ĆWICZENIE:
Przepisz dosłownie z dokumentu o wizycie kolędowej fragment od słów „W pokoju przed” do słów „dostało ataku epilepsji.” włącznie.

DOKUMENT:

====

Z racji przeżywanych w najbliższym tygodniu w Kościele Dni Środków Społecznego Przekazu pragniemy zaprezentować Czytelnikom kilka treści związanych z tym tematem.
Redakcja
Ksiądz przychodzi z wizytą kolędową do młodego małżeństwa.
W pokoju przed telewizorem siedzi mały chłopczyk, około 5 lat, ogląda
bajkę z kasety. Tato podchodzi do telewizora, wyłącza go. W tym momencie
dziecko z przeraźliwym wrzaskiem rzuca się na podłogę i zaczyna mieć
drgawki. Ksiądz zakłopotany myśli, że dziecko dostało ataku epilepsji.
Głosem pełnym zdziwienia pyta rodziców, dlaczego nic nie robią? A
wie ksiądz, on tak zawsze, kiedy wyłączamy telewizor.
Sytuacja nie jest zmyślona, to wydarzyło się naprawdę.

====

Pozycje ze źródła danych:
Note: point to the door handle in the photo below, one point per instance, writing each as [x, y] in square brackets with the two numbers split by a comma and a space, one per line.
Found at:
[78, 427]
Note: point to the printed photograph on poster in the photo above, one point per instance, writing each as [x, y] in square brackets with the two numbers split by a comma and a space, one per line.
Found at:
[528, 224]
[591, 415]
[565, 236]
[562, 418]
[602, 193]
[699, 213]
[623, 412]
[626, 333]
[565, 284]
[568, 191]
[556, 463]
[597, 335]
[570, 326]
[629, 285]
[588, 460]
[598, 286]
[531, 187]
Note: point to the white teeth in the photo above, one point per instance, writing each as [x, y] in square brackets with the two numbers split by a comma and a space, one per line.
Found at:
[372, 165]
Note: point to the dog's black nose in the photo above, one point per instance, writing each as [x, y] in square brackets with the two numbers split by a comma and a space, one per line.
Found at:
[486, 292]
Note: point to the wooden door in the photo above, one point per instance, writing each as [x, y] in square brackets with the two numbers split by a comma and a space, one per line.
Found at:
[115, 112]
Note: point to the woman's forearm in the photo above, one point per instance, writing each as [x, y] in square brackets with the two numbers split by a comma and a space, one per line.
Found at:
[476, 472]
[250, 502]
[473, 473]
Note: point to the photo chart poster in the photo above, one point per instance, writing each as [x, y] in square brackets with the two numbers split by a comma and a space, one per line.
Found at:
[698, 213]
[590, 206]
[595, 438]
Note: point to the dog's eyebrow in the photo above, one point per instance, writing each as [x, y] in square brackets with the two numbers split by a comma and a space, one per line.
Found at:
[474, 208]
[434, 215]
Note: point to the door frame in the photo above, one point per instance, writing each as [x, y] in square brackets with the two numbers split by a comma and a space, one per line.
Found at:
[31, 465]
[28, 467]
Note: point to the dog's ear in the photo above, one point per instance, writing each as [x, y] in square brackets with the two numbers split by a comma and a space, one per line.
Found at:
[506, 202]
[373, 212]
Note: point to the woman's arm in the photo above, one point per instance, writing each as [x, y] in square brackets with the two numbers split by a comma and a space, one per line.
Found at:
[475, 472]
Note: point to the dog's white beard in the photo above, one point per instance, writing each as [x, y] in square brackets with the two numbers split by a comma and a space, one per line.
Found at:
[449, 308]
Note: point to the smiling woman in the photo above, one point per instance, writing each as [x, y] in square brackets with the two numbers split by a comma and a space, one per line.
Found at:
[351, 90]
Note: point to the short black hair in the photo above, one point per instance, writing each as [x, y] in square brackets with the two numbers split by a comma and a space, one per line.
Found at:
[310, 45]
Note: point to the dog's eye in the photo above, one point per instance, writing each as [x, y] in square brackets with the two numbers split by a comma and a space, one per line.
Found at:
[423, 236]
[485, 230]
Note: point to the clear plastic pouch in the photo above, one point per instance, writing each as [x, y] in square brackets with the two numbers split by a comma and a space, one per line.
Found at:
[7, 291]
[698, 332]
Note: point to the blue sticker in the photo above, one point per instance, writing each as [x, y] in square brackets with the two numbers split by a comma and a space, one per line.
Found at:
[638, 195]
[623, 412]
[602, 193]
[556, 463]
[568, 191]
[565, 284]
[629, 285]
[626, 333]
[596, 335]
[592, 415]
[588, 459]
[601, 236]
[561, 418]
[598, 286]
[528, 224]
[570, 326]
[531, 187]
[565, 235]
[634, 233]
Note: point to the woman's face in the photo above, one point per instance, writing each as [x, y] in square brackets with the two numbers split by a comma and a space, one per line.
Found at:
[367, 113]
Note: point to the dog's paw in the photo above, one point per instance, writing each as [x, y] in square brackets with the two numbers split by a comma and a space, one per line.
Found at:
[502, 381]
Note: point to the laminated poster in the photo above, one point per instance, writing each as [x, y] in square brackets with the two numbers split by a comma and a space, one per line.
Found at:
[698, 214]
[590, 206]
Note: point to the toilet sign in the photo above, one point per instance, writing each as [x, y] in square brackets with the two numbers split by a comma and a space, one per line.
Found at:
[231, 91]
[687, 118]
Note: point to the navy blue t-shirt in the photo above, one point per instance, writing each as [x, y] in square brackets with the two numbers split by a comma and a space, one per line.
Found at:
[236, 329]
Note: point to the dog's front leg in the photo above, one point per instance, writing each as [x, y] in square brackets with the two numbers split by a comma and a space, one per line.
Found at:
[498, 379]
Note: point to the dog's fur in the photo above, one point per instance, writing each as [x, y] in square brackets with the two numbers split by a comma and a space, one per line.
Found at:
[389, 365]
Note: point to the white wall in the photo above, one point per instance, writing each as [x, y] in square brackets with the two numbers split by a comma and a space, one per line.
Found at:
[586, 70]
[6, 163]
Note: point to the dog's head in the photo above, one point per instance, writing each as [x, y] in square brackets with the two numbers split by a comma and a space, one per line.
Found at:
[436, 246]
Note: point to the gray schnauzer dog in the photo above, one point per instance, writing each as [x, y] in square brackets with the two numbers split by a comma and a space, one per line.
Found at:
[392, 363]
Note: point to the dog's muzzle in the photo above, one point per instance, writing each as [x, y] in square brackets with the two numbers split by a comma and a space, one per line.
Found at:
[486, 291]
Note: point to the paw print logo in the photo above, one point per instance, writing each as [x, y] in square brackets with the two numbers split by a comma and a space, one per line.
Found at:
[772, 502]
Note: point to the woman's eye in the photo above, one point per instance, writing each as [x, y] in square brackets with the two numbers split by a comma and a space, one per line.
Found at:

====

ROZWIĄZANIE PISEMNE:
W pokoju przed telewizorem siedzi mały chłopczyk, około 5 lat, ogląda
bajkę z kasety. Tato podchodzi do telewizora, wyłącza go. W tym momencie
dziecko z przeraźliwym wrzaskiem rzuca się na podłogę i zaczyna mieć
drgawki. Ksiądz zakłopotany myśli, że dziecko dostało ataku epilepsji.